## Page

[BEGIN]

Dov Yosef Tiefenbach (born December 8, 1981) is a Canadian actor and musician.

Life and career
Tiefenbach was born in Toronto, Ontario, Canada. He is of Jewish background. He began his acting career at the age of 12, starting off in commercials, before playing the role of Josh Avery in the television series RoboCop (1994). He landed his first starring role as Murray Murray in the short film Love Child (1995) alongside actress Neve Campbell.

After those pivotal first projects, Dov was cast as the lead role Nick Burns in the 1996 Broadway production A Thousand Clowns alongside actor Judd Hirsch. After returning to Toronto, his name began circulating as he worked his way further into the film industry, starring in the lead roles of both Little Men and Cheaters. In 2003 he won a Leo Award for Best Supporting Male Performance in Flower & Garnet (2002).

[END]

## Exercise data
[BEGIN]

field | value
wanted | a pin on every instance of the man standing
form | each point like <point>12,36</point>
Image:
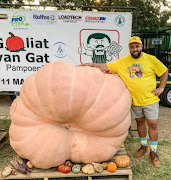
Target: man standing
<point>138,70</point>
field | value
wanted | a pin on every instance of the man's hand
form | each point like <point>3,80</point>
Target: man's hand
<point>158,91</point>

[END]
[BEGIN]

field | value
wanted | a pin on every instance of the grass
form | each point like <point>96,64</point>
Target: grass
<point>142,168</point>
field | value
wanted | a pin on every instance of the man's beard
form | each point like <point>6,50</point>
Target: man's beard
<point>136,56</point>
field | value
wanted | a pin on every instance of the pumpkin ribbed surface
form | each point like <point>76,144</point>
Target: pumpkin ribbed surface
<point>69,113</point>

[END]
[BEGIN]

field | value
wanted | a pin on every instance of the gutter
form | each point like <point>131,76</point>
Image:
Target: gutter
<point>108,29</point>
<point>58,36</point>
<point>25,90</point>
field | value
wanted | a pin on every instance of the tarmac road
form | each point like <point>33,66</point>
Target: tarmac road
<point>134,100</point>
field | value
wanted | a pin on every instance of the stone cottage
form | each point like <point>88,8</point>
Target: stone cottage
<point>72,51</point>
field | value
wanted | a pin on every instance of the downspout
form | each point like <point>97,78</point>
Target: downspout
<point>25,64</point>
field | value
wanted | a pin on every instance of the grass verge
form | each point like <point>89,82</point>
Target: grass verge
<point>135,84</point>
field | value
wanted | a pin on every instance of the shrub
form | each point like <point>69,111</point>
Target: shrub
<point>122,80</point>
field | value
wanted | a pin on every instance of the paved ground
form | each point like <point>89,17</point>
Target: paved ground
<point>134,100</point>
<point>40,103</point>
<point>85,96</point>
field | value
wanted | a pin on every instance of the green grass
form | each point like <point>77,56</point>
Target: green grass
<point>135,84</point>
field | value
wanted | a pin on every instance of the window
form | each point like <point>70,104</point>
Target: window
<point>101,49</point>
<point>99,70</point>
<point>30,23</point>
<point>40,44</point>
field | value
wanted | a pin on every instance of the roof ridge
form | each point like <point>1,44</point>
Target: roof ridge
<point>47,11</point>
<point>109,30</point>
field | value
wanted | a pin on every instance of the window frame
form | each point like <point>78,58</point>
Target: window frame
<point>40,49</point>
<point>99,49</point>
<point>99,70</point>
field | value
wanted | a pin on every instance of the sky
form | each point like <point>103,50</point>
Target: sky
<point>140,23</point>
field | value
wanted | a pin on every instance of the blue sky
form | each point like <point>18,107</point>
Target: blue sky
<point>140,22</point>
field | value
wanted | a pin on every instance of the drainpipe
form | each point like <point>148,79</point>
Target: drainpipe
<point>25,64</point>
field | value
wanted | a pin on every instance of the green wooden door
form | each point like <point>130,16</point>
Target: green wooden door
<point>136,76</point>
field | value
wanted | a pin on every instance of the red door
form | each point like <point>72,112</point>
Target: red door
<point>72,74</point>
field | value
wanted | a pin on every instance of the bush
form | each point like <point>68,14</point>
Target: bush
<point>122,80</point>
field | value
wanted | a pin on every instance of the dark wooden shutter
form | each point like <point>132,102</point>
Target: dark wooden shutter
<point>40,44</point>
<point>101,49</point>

[END]

## Objectives
**A.** Answer each question from the biography of Dov Tiefenbach.
(i) In what city was Tiefenbach born?
(ii) What role did he play in the 1996 Broadway production A Thousand Clowns?
(iii) What award did he win in 2003, and for which film?
**B.** List every row that contains the string "window", treating uppercase and lowercase letters as different.

## List of solutions
**A.**
(i) Toronto, Ontario, Canada.
(ii) The lead role, Nick Burns.
(iii) A Leo Award for Best Supporting Male Performance, for Flower & Garnet (2002).

**B.**
wanted | a pin on every instance of the window
Target: window
wanted | a pin on every instance of the window frame
Target: window frame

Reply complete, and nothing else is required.